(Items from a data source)
++++
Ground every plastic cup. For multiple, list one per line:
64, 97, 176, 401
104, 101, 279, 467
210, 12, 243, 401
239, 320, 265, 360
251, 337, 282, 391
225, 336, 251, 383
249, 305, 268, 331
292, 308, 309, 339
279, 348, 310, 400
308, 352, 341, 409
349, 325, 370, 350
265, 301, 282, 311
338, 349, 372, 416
++++
Repeat each entry exactly as it was given.

Ground every plastic cup. For multiple, list one per line:
64, 97, 176, 401
104, 101, 279, 467
210, 12, 243, 401
239, 320, 265, 360
251, 337, 282, 391
225, 336, 251, 383
249, 305, 268, 331
292, 308, 309, 339
279, 348, 310, 400
308, 352, 341, 409
349, 325, 370, 350
265, 301, 282, 311
338, 349, 372, 416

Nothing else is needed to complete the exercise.